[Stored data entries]

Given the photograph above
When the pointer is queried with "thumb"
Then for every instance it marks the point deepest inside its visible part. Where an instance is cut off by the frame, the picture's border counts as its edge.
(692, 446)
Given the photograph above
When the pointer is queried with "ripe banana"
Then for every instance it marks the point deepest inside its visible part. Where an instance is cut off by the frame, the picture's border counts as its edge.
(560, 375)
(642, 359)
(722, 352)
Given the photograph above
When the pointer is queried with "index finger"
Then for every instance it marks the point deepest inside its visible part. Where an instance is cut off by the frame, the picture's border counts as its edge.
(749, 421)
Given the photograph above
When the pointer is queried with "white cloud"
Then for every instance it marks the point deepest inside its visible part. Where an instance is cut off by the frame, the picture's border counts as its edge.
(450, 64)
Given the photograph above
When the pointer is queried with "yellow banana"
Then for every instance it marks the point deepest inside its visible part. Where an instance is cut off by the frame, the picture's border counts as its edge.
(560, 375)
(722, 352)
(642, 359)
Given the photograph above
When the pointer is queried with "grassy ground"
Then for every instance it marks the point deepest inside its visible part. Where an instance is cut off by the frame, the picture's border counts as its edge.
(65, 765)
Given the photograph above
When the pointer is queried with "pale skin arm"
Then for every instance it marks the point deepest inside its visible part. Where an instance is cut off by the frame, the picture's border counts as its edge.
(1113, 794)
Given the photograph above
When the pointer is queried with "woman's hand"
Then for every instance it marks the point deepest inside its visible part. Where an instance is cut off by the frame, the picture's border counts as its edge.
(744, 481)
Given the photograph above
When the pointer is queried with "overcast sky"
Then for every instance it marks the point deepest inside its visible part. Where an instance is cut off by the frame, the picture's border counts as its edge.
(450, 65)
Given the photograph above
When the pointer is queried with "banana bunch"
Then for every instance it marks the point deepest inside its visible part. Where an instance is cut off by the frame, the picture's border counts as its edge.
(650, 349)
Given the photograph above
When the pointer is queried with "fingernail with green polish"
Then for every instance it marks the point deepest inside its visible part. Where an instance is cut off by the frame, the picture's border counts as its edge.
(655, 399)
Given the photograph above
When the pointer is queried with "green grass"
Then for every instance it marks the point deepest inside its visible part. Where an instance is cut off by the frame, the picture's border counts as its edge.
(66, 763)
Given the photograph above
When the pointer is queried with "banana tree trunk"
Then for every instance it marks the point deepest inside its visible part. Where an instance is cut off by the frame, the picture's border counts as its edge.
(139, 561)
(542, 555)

- Problem to solve -
Find each line of the listing that contains the string "green" and copy those lines out. Matching is case-sensitive.

- Task response -
When the pointer is queried with "fingernail with green polish"
When the pointer is queried with "green grass"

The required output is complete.